= Görev 1 =
Aşağıdaki kayıtlardan "shadow" kelimesini içeren her satırı çıkarın. Büyük-küçük harf ayrımı gözetilmelidir.

:: Metin

Doğru-yanlış herkes bir yol tutmuş gidiyor. Durup düşünen, bu yol nereye gidiyor, daha sağlıklı yol yok mu diye başkalarına sorma ihtiyacı duyan yok. Sanki akıl ve hislere sahip insan değil de, kurgulanmış bir robot sanırsın.
Ey insan dur ve düşün! Düşün ve kendine gel! Gittiğin yol ancak kan, ölüm ve gözyaşı… Ve tüm bu olumsuzlukların sebebi bizatihi sensin! Allah aşkına, çevrenize bakar mısınız? İnsandan daha çok insana zarar veren bir varlık var mıdır? Ölümleri sınıflandırırsanız; kaza, kavga ve ihmal sonucu insan eliyle öldürülen insanların, hastalık ve yaşlılıktan ölenlerden kat be kat fazla olduğunu göreceksiniz. Peki neden? Bu üç günlük dünya için bu hırs, bu tamah, bu cinayetler neden? Unutma! Ölüm gelip çatınca, pişmanlıkların bir faydası olmaz.
Çözüm, çözüm diyoruz. Düğümlemezseniz, belki de çözmeye gerek kalmaz. Çünkü asıl olan barıştır, savaş ise insanların sebep olduğu suni bir sorun. Siz sorun çıkarmazsanız, belki de hayat tabii seyri içinde devam edecektir. Ama sorumlu olduğunuz alanlarda görevinizi yapmadığınız zaman, hakkınız olmayan alanlara, başkalarının hayatına müdahale ederek sorun çıkarır, hayatı düğümlersiniz.
Çözüm mü istiyorsunuz? Öncelikle samimiyet, aleniyet ve iyi niyetli olmalısınız. Hiçbir fark gözetmeden bütün insanların; canını, malını, dinini, neslini, namusunu, aklını, dilini, ırkını… Dokunulmaz kabul edip, saygı göstereceksiniz. İnsanların bu değerlerine yapılan bütün saldırıları lanetleyeceksiniz.
Adil olmalısınız. Kendinize istediğiniz her hakkı, başkaları için de kabul edeceksiniz. Irkçılık ve partizanlık yapmayacaksınız.
Devleti idare edenler; sözde kalmayacak, özde uygulanacak, bütün vatandaşlarını kucaklayacak Adalet ve hukuki eşitliği sağlayacak bir Anayasa ve yasal düzenlemeler yapmalıdırlar. Güvenini yitirmiş ve her kesimin şikâyetçi olduğu Yargı sistemini Adalet sistemine dönüştürmelidirler.
Saldırı ve karşıtlarını suçlama yerine herkes kendine dönüp, nefis muhasebesi yaparak daha sağlıklı yollar için gayret etmelidir. Her şeyi ben bilirim, bizim yaptığımız her şey doğrudur yanlışından kurtulup, farklı ses ve kesimlerle diyalog ve istişareler yapılmalıdır.
İnsan hakları, özgürlük, barış ve birlikte yaşama sözlerinde samimi olunmalı ve bu sözler pratikte kendini göstermelidir. Sorunların kaynağı olan tek tipçilik, bütün kesimlerce red edilmeli ve muhalifleri olan parti ve oluşumlara tahammül göstermelidirler. Demokratlık dediğiniz de bu değil midir?

::::
:: Sağlanan Bilgiler

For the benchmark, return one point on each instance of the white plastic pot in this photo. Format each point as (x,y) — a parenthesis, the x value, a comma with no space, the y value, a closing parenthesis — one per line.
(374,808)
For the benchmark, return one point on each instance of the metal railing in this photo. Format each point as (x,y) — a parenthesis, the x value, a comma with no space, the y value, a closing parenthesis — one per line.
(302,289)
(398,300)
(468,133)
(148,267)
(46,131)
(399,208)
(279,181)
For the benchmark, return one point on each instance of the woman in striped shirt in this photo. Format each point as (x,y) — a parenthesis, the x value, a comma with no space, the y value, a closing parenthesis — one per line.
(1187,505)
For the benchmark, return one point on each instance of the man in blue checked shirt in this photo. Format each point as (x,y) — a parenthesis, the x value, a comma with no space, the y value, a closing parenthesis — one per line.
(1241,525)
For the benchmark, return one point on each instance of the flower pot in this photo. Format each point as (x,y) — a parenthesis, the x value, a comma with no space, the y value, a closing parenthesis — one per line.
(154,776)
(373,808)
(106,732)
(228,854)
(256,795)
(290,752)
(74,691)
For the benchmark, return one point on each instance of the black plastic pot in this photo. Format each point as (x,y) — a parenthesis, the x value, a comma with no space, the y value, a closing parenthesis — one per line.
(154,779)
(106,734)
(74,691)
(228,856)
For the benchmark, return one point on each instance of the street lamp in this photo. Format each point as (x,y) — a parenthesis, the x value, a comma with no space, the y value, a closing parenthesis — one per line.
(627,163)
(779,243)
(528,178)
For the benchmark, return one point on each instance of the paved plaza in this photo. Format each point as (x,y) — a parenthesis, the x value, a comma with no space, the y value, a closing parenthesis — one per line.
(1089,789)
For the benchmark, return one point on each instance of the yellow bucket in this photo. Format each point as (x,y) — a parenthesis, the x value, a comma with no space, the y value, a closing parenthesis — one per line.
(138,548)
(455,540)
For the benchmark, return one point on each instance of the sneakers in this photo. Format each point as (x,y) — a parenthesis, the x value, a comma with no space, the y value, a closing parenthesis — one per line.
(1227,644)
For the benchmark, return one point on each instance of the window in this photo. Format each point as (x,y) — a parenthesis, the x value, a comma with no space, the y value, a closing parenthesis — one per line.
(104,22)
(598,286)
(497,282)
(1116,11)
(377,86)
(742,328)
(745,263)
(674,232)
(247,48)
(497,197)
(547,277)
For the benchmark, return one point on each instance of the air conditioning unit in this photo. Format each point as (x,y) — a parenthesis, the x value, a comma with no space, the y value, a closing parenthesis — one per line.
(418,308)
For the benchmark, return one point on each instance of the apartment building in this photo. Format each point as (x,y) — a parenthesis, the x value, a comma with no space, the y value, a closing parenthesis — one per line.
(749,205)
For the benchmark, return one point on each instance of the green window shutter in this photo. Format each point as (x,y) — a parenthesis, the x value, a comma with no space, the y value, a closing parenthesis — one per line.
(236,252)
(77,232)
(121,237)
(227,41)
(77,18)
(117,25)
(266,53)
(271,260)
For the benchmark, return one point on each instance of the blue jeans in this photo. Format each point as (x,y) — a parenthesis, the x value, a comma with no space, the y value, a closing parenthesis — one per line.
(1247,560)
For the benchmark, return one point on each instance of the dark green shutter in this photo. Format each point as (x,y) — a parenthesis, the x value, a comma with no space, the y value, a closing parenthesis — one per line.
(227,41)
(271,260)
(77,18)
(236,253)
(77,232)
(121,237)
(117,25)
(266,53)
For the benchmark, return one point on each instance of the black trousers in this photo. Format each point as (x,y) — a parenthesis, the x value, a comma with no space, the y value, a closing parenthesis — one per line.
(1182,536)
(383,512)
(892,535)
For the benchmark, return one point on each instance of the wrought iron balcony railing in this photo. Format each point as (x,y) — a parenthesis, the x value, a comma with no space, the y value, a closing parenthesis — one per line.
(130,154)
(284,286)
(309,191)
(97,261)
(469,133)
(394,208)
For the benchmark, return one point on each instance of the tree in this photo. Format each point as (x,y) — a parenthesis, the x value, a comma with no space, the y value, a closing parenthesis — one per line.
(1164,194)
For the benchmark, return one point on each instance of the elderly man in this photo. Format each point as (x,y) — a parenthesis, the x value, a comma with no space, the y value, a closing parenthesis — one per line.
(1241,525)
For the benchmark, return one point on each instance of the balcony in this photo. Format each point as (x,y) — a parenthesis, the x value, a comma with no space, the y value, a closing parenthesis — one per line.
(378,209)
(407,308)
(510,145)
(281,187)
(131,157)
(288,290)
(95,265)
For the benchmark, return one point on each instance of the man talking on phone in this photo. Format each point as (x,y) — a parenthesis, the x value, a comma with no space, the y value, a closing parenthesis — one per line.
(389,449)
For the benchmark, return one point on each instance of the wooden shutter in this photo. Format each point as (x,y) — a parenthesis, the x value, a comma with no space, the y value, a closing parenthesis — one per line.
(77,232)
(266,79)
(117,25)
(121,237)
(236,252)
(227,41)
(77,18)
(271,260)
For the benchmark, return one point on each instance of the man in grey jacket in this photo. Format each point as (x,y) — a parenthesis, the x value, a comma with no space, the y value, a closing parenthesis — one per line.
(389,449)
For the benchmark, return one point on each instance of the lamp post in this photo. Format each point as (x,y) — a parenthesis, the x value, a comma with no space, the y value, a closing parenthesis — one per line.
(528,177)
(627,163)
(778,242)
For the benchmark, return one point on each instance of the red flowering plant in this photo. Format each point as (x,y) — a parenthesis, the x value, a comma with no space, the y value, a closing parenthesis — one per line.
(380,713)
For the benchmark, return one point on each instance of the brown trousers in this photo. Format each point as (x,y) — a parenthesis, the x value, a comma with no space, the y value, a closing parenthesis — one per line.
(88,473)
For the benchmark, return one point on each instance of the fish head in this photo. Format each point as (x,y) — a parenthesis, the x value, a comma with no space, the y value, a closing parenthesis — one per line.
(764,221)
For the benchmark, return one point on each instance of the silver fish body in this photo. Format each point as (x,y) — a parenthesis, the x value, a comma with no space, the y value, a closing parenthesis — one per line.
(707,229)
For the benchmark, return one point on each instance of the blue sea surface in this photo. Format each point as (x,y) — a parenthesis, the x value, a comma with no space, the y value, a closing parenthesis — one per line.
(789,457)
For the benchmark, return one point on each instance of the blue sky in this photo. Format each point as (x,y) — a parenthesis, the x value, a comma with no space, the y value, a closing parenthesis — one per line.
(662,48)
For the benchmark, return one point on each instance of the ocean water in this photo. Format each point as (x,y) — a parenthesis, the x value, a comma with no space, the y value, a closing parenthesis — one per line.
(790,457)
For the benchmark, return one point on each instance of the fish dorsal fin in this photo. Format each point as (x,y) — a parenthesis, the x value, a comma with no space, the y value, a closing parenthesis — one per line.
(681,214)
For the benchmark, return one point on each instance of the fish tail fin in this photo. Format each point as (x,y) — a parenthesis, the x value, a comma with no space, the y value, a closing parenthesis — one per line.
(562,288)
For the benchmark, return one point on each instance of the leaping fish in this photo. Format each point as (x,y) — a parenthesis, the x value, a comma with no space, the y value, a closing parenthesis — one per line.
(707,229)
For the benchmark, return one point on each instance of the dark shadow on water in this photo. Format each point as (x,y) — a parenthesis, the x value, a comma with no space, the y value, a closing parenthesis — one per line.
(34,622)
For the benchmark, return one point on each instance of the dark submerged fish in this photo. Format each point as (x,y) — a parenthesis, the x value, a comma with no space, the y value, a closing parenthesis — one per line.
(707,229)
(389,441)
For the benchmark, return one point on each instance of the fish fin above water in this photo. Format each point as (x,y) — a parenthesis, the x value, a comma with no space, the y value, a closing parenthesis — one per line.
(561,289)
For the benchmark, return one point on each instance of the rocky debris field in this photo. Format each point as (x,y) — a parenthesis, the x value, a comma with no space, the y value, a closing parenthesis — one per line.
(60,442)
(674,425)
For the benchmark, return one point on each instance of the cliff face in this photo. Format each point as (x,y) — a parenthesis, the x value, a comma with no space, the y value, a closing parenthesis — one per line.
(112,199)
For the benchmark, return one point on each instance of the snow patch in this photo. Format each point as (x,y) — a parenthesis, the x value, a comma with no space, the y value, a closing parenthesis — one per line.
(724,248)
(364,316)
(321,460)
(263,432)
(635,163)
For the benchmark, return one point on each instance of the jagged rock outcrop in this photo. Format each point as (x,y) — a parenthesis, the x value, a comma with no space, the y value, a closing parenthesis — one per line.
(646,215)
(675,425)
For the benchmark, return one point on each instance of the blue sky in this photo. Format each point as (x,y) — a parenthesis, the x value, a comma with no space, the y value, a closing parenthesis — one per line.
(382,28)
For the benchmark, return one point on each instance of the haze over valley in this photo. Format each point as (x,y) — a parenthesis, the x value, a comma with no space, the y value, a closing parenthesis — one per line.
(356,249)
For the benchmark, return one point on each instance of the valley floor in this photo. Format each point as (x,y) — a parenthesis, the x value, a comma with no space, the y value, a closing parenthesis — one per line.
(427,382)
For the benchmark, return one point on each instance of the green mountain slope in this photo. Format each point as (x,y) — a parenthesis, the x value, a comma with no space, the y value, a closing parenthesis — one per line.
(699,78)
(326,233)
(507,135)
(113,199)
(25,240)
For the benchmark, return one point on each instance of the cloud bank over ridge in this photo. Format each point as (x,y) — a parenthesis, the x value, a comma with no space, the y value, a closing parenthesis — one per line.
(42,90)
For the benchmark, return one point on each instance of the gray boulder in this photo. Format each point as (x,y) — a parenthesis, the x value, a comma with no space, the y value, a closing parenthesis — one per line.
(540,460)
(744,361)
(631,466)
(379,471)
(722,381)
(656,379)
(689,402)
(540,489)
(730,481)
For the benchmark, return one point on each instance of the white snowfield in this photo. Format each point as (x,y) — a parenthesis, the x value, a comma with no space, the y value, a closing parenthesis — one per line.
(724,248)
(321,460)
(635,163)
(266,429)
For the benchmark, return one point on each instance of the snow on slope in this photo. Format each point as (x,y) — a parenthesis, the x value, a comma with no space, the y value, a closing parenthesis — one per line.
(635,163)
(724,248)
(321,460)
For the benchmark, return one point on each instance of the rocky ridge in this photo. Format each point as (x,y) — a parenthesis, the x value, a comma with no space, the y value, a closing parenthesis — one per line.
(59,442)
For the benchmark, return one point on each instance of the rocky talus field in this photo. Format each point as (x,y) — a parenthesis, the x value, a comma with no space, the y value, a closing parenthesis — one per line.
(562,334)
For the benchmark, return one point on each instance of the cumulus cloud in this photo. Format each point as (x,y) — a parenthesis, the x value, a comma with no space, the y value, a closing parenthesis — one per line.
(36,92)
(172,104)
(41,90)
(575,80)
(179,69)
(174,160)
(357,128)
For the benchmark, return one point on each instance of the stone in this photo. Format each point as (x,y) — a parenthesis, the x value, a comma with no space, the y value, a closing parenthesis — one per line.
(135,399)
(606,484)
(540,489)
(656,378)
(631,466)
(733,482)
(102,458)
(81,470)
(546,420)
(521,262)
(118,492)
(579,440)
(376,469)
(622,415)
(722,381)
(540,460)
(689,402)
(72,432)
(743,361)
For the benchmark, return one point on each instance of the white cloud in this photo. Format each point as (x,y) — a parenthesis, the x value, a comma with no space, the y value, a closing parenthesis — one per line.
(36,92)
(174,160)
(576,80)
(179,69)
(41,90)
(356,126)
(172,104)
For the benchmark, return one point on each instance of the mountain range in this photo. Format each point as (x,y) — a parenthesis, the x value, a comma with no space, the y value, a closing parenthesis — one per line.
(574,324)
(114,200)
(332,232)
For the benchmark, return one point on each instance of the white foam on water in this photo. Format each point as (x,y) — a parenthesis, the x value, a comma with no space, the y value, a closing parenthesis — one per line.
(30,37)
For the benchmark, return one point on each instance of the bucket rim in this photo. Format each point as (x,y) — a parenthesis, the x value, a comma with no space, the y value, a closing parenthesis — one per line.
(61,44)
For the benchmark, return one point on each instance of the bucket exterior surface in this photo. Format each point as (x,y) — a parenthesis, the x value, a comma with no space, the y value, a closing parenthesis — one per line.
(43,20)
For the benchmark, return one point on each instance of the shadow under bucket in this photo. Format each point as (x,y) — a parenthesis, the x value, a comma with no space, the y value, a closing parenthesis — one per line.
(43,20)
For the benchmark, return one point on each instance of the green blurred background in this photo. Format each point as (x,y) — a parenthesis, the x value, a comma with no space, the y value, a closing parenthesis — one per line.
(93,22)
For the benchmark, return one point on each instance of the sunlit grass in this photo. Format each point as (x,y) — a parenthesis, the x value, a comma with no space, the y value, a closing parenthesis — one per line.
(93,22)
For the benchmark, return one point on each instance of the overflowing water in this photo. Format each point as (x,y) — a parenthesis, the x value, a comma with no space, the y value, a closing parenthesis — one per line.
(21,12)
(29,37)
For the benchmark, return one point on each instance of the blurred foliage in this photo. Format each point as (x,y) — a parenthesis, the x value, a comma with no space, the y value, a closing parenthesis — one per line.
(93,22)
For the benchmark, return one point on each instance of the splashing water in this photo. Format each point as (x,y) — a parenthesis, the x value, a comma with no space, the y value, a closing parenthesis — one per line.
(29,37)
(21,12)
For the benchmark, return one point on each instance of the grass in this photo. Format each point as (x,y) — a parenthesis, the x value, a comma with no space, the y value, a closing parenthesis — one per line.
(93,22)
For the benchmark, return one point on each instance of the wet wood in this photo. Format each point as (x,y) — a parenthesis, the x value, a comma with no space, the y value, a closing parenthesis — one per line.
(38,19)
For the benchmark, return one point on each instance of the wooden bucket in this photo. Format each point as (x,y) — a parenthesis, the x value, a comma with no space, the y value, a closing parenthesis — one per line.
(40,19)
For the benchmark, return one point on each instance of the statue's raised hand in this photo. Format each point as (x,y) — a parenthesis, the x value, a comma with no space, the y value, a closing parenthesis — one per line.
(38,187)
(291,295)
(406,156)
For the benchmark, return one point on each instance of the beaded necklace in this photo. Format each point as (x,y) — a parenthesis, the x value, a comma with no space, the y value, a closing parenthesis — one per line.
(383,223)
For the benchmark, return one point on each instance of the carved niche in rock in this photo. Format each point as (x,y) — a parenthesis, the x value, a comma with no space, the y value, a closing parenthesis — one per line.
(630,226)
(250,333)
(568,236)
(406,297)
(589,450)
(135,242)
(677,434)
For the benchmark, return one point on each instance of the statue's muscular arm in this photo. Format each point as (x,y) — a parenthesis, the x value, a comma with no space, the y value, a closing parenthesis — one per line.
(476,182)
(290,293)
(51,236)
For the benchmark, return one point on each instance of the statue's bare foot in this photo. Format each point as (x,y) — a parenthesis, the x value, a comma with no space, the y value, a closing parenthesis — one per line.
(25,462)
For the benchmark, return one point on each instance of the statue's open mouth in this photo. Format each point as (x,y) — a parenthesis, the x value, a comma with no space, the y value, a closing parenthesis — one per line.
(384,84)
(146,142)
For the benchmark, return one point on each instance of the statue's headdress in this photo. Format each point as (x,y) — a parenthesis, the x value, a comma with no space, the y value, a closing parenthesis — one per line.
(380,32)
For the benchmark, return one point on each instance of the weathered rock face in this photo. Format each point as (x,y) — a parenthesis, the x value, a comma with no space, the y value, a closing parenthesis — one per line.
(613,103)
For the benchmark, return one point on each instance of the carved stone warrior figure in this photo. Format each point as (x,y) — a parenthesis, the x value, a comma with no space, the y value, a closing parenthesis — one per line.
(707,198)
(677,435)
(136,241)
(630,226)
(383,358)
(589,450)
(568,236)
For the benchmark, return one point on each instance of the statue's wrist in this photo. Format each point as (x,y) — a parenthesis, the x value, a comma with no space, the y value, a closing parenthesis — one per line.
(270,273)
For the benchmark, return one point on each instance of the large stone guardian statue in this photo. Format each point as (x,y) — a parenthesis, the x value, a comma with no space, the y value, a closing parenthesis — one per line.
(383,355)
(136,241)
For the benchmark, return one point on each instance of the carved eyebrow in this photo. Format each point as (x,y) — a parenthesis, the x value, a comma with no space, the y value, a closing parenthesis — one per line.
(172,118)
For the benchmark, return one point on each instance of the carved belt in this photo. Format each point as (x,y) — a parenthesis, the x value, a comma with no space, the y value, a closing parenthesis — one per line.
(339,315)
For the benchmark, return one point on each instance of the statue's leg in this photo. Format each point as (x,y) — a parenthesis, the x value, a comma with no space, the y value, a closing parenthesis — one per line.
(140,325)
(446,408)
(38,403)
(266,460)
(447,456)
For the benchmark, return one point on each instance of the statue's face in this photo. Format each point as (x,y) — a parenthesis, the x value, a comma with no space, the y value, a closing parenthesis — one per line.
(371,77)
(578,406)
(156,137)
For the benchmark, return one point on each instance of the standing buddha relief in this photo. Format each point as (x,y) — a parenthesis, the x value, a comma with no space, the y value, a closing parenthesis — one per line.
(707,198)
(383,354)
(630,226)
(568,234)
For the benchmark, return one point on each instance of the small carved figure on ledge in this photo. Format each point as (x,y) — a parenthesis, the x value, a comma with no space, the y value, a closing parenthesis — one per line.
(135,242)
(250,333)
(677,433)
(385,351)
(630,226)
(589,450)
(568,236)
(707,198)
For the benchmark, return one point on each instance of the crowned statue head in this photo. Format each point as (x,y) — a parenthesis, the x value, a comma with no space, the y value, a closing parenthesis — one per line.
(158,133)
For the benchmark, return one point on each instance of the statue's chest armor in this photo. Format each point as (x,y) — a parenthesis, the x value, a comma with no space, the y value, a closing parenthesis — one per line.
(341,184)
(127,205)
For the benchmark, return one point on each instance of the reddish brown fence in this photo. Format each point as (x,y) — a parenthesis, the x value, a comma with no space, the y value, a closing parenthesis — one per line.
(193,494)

::::

= Görev 2 =
Barış ve adalet üzerine yukarıdaki metnin devamını, son cümlesinin ardından başlayarak yazın.

= Görev Çıktısı 1 =
For the benchmark, return one point on each instance of the dark shadow on water in this photo. Format each point as (x,y) — a parenthesis, the x value, a comma with no space, the y value, a closing parenthesis — one per line.
For the benchmark, return one point on each instance of the shadow under bucket in this photo. Format each point as (x,y) — a parenthesis, the x value, a comma with no space, the y value, a closing parenthesis — one per line.

= Görev Çıktısı 2 =
Bugün için sorunların çözümü önünde engel olan, diyalog ve siyasi mücadelenin önünü tıkayan silahlı mücadele yerine demokratik siyasi mücadele yolu tercih edilmelidir. Eline silah verilerek ölüme ve öldürmeye gönderilen gençlerimiz; yaşayarak, okuyarak, çalışarak hayatı yaşamalı ve demokratik yollarla mücadelesini verip kendine ve çevresine daha çok faydalı olmalıdır.
Zıtlaşma ve kavgaya sebep olan dil ve argümanlar yerine hizmet ve uzlaşmaya davet eden bir dil kullanılmalıdır. Sıcak ve lüks koltuklarda oturan siyasiler ve yetkililer sorumlu davranmalı, halkı tahrik edecek söylem ve eylemlerden kaçınmalıdırlar. Toplumsal olayların bir doğal afet gibi kontrol edilemeyeceği unutulmamalıdır.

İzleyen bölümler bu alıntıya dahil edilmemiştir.